• **TASK DETAILS**
Convert the material below into a Markdown table with the columns "No." and "Line." Number each line in order, skip blank lines, and leave the pictures out.

• **RECORD LIST**

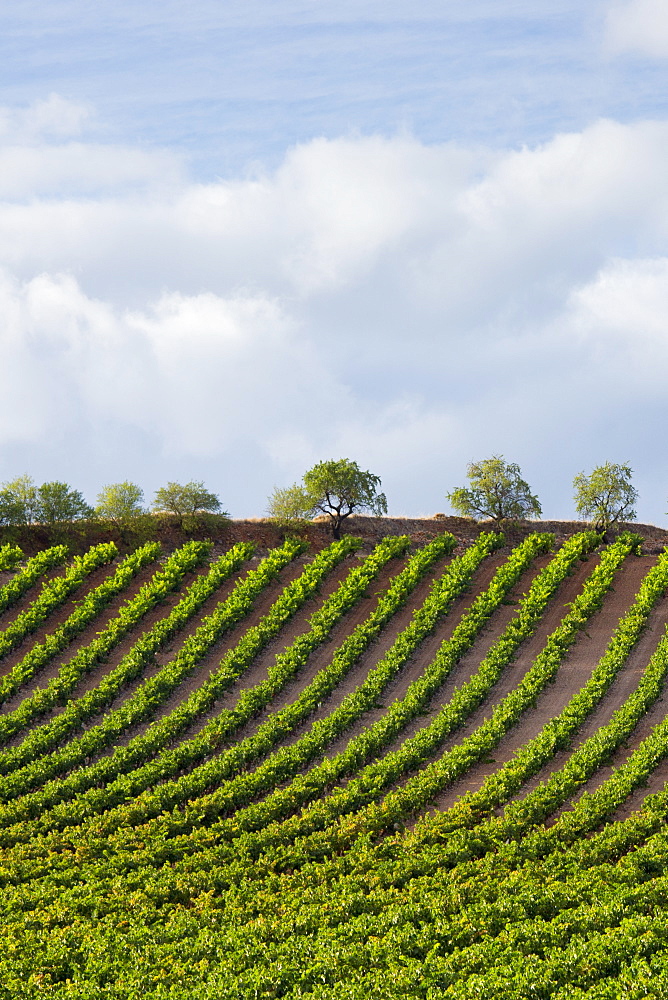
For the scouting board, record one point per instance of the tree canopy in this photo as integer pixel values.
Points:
(22, 502)
(59, 503)
(496, 490)
(186, 500)
(334, 488)
(120, 502)
(606, 496)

• **SOLUTION BELOW**
| No. | Line |
|---|---|
| 1 | For the scouting board, record one point per instance of the tree canopy in this photo as integer pixel values. |
| 2 | Points: |
| 3 | (22, 502) |
| 4 | (59, 503) |
| 5 | (496, 490) |
| 6 | (186, 500) |
| 7 | (334, 488) |
| 8 | (120, 502) |
| 9 | (606, 496) |